### Text section
• • •

But as we said before, on another occasion, this may not be done, and it does not signify: and it is unlikely that any member of our Church will do this, it being only for the satisfaction of such idle requisitions as are contained in these acts of parliament.
We have already alluded to the cruelty, the wanton cruelty of the inquisitions to be instituted in families on the deaths of persons, under any circumstances, of long illness or otherwise. If we had been living in a country abounding with assassins, conspirators, and common stabbers, we should not have expected this law, so long as sudden and violent deaths were subjects for a coroner's inquest; but the painful requisitions of evidence to be given within five or eight days of the lamented death of a near relative or friend, are disgraceful to a country like this, where persons dying naturally, have always been permitted a peaceable interment. We think this the most horrible law that has ever been passed in this country.

• • •

### Material shown
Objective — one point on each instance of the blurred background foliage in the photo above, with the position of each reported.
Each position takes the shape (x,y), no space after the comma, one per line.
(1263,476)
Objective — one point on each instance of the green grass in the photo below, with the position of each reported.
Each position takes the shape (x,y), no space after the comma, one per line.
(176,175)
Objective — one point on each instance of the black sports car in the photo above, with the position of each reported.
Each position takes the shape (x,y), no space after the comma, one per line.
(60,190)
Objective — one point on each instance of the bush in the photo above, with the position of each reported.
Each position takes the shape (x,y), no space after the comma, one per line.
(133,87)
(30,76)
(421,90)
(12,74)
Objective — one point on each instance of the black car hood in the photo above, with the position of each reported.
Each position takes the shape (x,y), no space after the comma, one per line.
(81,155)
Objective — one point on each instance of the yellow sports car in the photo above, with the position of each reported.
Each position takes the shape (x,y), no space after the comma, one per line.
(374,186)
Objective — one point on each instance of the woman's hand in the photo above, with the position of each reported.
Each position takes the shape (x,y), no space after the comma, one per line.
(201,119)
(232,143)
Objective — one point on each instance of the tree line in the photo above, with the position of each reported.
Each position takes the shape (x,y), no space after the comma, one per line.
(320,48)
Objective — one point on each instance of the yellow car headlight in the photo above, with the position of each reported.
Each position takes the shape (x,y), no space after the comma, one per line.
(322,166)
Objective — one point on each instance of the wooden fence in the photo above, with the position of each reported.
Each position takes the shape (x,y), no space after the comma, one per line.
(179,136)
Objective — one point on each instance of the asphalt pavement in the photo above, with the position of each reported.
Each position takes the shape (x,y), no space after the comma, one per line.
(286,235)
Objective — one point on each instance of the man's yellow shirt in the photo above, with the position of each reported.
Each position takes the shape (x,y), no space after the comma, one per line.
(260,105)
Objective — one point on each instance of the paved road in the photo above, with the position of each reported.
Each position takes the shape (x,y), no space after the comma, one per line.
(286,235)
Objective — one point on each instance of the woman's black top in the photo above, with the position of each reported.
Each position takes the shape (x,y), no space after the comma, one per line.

• • •

### Requirement A
According to the passage, within how many days after the death of a near relative or friend must evidence be given?
### Requirement B
Duplicate the passage from "But as we said" up to and including "acts of parliament.".

### Response box A
Within five or eight days.

### Response box B
But as we said before, on another occasion, this may not be done, and it does not signify: and it is unlikely that any member of our Church will do this, it being only for the satisfaction of such idle requisitions as are contained in these acts of parliament.